Directive 1:
Begin at the line in the entries that contains "of the mossy" and stop after the line that contains "point(569, 740)". Repeat those lines exactly.

^^^^^^^^^^^^^^^^

Bentley announced his retirement effective on June 1, 1965.  At that time he was a member of the American Farm Economics Association and Sigma Delta Chi (professional journalism.)  On September 1, 1965 he became executive director of the Ames chapter of Promise, Inc.  After a number of years there, he retired from that position, moved to Sun City, Arizona, and lived there for many years.

Ronald Charles “Cap” Bentley died at Sun City on February 6, 1998.  He was interred in Ames Municipal Cemetery.

 

Selected Sources

The principal source of information on Cap Bentley was found in the Ronald C. Bentley Papers RS 13/9/53, Box 13, Special Collections Department, Iowa State University.  Biographical information includes several biographical profiles, newspaper clippings, Iowa State Information Services releases, and Bentley's own Faculty Personnel Information form from 1963. 

Audio tapes can be found in the Herbert Plambeck Papers RS 21/7/42, Box 37, Iowa State University Library Special Collections and University Archives. 

Reel to reel tapes can be found in Promise, Inc. Records, MS 585, Iowa State University Library Special Collections and University Archives. 

Family information was found on Public Member Family Trees on ancestryinstitution.com. 

Interment information was found on FindaGrave.com.

^^^^^^^^^^^^^^^^

Directive 2:
In the excerpt on Cap Bentley, begin at the words "Reel to reel" and stop after "Trees on ancestryinstitution.com.". Write that passage again with "Reel to reel tapes" changed to "Cassette tapes".

^^^^^^^^^^^^^^^^

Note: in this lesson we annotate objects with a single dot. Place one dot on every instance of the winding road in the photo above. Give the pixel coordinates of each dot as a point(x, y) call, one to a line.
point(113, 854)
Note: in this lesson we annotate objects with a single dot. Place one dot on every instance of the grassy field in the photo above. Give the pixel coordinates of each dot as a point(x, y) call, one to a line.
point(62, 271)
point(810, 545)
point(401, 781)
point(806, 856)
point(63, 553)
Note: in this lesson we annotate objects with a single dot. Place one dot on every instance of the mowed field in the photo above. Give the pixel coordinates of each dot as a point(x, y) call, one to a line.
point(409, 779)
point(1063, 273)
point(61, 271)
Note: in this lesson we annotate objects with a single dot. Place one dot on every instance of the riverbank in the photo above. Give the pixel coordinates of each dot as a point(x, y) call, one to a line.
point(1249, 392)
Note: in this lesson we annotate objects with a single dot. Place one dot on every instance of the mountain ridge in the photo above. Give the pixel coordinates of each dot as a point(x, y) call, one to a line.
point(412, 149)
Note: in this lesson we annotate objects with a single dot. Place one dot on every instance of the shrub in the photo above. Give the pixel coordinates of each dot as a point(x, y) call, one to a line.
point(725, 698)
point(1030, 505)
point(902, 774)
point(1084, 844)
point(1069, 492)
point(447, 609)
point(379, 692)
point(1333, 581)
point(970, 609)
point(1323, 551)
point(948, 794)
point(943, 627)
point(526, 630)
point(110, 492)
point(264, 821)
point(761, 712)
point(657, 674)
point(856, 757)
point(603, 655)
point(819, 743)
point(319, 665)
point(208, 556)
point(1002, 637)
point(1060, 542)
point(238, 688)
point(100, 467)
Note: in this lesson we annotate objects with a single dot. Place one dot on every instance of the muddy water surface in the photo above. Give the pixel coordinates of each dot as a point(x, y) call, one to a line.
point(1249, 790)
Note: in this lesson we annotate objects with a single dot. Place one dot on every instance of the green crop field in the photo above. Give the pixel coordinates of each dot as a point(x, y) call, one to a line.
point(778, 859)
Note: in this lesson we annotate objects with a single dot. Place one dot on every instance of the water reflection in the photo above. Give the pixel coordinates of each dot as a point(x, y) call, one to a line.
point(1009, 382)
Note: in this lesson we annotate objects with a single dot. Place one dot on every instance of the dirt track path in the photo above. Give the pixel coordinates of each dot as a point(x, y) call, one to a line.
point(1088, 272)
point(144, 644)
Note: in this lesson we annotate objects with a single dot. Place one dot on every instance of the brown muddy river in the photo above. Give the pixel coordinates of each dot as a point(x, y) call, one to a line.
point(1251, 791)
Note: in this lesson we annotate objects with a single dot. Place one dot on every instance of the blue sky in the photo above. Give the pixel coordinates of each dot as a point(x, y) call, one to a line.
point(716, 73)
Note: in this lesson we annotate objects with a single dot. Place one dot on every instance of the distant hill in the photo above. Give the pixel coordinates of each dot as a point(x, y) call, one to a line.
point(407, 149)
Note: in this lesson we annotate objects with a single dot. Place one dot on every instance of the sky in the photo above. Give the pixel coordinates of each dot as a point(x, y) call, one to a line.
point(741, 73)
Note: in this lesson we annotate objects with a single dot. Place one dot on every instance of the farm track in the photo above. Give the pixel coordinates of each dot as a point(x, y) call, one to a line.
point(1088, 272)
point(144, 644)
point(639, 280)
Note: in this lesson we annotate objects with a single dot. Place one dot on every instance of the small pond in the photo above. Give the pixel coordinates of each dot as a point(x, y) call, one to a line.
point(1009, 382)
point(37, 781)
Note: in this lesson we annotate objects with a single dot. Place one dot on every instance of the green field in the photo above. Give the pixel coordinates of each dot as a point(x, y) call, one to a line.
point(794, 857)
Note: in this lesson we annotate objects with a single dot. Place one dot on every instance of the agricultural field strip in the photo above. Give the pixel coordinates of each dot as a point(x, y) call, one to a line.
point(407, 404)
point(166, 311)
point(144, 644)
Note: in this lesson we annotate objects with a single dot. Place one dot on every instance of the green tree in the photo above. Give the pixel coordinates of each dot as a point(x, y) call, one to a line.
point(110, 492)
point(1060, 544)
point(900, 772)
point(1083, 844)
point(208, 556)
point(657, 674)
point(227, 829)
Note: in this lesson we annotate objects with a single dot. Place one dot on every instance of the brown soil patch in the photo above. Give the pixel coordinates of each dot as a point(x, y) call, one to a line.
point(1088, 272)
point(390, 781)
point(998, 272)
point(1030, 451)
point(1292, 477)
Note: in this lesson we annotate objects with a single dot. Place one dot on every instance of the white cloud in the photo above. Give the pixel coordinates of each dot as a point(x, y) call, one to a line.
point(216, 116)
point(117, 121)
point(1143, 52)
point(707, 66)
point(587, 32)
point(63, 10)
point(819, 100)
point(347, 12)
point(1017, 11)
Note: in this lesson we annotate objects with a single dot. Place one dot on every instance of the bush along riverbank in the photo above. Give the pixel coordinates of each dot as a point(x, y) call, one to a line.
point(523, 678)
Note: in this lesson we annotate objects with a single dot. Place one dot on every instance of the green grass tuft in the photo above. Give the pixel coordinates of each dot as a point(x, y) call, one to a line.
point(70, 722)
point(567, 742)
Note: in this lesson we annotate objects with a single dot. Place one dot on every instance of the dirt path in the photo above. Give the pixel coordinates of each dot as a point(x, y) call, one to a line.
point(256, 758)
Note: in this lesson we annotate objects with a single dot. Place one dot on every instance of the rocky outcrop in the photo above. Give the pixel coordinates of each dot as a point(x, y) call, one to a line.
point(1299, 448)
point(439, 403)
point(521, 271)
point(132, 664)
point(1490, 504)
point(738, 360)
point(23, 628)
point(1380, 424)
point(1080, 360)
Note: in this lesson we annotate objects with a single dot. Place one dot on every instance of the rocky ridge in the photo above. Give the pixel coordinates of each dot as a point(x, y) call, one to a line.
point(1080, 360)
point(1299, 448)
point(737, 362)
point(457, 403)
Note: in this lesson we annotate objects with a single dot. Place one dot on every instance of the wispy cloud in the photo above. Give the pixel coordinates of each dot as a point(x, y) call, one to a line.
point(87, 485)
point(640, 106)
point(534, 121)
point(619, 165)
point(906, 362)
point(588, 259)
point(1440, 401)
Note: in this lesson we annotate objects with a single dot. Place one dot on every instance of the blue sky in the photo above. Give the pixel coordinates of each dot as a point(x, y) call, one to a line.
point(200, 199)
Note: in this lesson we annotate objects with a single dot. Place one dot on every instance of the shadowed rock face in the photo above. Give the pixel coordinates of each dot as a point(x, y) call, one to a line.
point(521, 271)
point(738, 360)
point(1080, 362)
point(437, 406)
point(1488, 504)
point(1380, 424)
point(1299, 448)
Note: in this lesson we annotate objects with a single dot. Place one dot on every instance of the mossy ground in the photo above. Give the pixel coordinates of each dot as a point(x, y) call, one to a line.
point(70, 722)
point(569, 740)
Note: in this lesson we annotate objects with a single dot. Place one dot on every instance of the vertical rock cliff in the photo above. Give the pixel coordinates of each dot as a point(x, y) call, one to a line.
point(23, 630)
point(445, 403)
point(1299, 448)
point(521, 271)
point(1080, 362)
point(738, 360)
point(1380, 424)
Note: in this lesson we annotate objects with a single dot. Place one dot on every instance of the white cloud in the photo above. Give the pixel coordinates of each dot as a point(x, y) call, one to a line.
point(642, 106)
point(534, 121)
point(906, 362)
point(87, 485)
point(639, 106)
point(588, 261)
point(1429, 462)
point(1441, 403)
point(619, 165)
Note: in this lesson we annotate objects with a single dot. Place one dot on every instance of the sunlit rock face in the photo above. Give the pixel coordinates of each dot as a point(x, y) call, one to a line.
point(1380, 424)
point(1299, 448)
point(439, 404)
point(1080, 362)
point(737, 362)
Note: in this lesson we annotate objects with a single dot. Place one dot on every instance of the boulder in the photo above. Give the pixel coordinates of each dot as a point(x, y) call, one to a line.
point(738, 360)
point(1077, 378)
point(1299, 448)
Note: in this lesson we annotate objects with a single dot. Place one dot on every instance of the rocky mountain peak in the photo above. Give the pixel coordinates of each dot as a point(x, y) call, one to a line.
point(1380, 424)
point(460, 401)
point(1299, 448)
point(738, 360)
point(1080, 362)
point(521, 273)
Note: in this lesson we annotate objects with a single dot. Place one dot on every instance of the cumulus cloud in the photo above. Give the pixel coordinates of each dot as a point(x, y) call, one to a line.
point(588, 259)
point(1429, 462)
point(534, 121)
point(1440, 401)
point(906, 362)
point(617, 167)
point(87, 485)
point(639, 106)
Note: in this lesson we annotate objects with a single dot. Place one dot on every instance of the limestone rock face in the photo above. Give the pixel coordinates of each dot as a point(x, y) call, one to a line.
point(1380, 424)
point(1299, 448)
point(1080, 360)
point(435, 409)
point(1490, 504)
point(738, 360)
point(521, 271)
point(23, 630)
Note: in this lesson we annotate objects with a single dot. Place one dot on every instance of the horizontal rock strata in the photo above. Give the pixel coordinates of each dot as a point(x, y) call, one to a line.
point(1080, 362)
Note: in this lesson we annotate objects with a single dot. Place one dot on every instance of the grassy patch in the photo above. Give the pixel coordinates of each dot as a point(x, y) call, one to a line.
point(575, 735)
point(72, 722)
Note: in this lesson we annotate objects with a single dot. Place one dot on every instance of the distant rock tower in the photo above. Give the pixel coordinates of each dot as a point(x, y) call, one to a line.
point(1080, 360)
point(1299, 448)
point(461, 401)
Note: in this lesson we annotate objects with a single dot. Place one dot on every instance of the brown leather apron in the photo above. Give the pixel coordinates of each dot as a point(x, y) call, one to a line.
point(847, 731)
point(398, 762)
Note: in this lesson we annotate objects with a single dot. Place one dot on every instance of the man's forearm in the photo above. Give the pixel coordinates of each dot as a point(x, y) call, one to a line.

^^^^^^^^^^^^^^^^

Finished answer 1:
Note: in this lesson we annotate objects with a single dot. Place one dot on every instance of the mossy ground in the photo above. Give the pixel coordinates of each dot as a point(x, y) call, one to a line.
point(70, 722)
point(569, 740)

Finished answer 2:
Cassette tapes can be found in Promise, Inc. Records, MS 585, Iowa State University Library Special Collections and University Archives. 

Family information was found on Public Member Family Trees on ancestryinstitution.com.